* What you will do:
- a) In the news report about the Bahraich case below, how many police officers were suspended?
- b) List every named place (country, state, district or city) that appears in the news report about the Bahraich case below.

*** Opening of Text for analysis ***

15yo Indian girl gang-raped, hanged from tree ‘to make it look like suicide’
A teenage girl’s body has been found hanging from a tree in northern India after she was raped, allegedly by three men. The attackers strangled her and hanged the body to make it look like the girl had killed herself, police said.
The incident took place on Friday when the 15-year-old girl went missing, with her body later found hanging from a tree outside the village on Saturday, AFP reported, citing local police superintendent Salik Ram Verma.
The 15-year-old allegedly left her home in the Bahraich district of India's Uttar Pradesh state at night when her family was fast asleep and went to meet one of the men. When she came to the meeting place three men were waiting and attacked her.
“When the girl resisted their bid, she was raped and later strangled. To make it look like a case of suicide, they hung her body from a tree and left the spot,” superintendent Verma added.
He also said that two of the three suspected attackers have been arrested, while four police officers have been suspended as their initial lack of action over the finding prompted complaints among locals.
“Four constables have been suspended for dereliction of duty and two of the three accused named by the victim's father have been arrested so far,” Verma said. According to police, the victim’s father knew the attackers and told police they tried to abduct his daughter before the incident but failed. The third suspect is still on the run.
“The medical report has confirmed rape and strangulation,” Verma told AFP.
The case is the latest in a grim chain of similar events in India, where rights activists have been fighting to curb violence against women for years. The fatal rape of a medical student in Delhi in 2012, when the 23-year-old was gang-raped by six men with a metal rod on a bus and died of her injuries, as well as the controversy and media coverage that followed the tragedy, increased scrutiny of such crimes by the authorities.
Policies for police handling of rape cases have been reformed and a tougher punishment for attackers introduced, with convicted rapists now getting 20 years behind bars instead of 10.

*** Close of Text for analysis ***
*** Opening of Records ***

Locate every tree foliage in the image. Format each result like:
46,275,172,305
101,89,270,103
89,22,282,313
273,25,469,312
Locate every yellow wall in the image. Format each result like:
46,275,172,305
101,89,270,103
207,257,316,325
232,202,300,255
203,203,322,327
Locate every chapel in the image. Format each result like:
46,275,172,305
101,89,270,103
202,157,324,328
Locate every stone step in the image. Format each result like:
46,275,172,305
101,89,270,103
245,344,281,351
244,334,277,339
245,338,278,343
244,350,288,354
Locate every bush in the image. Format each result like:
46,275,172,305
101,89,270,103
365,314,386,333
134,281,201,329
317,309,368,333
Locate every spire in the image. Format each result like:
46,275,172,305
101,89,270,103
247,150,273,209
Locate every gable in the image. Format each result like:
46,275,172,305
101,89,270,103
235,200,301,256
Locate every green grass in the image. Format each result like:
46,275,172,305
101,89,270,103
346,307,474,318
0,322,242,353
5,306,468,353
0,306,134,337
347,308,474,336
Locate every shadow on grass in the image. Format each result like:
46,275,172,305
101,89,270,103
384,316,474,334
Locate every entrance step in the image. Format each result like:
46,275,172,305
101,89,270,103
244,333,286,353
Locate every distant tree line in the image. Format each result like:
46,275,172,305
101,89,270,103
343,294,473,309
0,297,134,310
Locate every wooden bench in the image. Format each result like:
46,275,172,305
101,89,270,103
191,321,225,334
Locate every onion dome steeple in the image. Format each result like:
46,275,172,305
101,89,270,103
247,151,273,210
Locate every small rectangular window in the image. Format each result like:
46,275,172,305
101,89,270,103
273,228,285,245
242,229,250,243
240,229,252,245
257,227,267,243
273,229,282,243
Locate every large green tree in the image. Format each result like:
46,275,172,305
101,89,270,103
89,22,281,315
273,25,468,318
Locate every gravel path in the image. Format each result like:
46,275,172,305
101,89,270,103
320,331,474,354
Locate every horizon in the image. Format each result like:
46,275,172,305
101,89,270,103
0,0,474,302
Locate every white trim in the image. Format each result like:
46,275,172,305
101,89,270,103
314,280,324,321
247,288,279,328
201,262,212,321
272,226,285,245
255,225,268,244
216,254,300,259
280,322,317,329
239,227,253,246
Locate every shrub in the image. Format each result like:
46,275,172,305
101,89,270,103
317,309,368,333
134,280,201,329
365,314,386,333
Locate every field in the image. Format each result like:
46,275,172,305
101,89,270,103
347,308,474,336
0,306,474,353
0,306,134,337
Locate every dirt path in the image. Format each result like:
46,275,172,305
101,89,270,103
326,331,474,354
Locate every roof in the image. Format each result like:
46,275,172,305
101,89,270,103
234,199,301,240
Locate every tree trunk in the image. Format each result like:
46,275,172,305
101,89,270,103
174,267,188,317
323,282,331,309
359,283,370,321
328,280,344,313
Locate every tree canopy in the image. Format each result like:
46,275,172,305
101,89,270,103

*** Close of Records ***

* Written answers:
- a) Four constables were suspended.

- b) India, Bahraich district, Uttar Pradesh state, Delhi